_Desafío A:_
En el texto sobre Von Ketteler, ¿con qué apodo se conocía al obispo de Maguncia?
_Desafío B:_
Reproduce del texto sobre Von Ketteler el pasaje que va desde "En este contexto, es" hasta "y el crimen.", este último incluido.

_Página:_
═══

En este contexto, es Wilhelm Emmanuel Von Ketteler, obispo de Maguncia, quien parece haber esbozado por primera vez, bajo el nombre de función supletiva, aquello que a la postre se conocería como principio de subsidiariedad. Von Ketteler ―a quien León XIII habría llamado su precursor― promovió dicha “función supletiva” con el propósito de superar el reduccionismo al que conducía la disputa entre “Estado socialista”, concebido como un omnirregulador social, y “Estado guardián”, orientado casi únicamente a ejercer un poder coactivo contra la violencia y el crimen.

La “función supletiva” de Von Ketteler ―apodado el “Obispo de los obreros”― buscaba hacer justicia al carácter sociable y dinámico de la persona humana, cuya realización necesita de los demás, y requiere apoyo del Estado y otras agrupaciones mayores, precisamente para estar en condiciones de desplegar su propia iniciativa y adquirir tantas responsabilidades como sea posible. Él comprendía que una cosa es criticar la ampliación indiscriminada de las competencias del aparato estatal, y otra muy distinta fomentar o asumir un Estado de suyo pasivo.

En esa zona de grises y necesaria sumisión a las circunstancias se encuentra el espíritu de la subsidiariedad. El mismo que fue vislumbrado por Von Ketteler; el mismo que en Chile bien harían al recordar (¿o conocer?) tanto partidarios como detractores del principio de subsidiariedad.

═══

_Datos disponibles:_
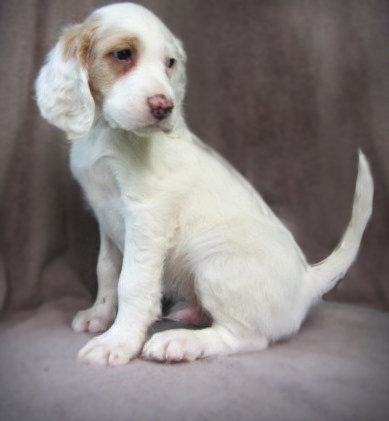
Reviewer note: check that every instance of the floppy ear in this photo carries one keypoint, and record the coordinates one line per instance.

═══

_Solución de la tarea A:_
El "Obispo de los obreros".

_Solución de la tarea B:_
En este contexto, es Wilhelm Emmanuel Von Ketteler, obispo de Maguncia, quien parece haber esbozado por primera vez, bajo el nombre de función supletiva, aquello que a la postre se conocería como principio de subsidiariedad. Von Ketteler ―a quien León XIII habría llamado su precursor― promovió dicha “función supletiva” con el propósito de superar el reduccionismo al que conducía la disputa entre “Estado socialista”, concebido como un omnirregulador social, y “Estado guardián”, orientado casi únicamente a ejercer un poder coactivo contra la violencia y el crimen.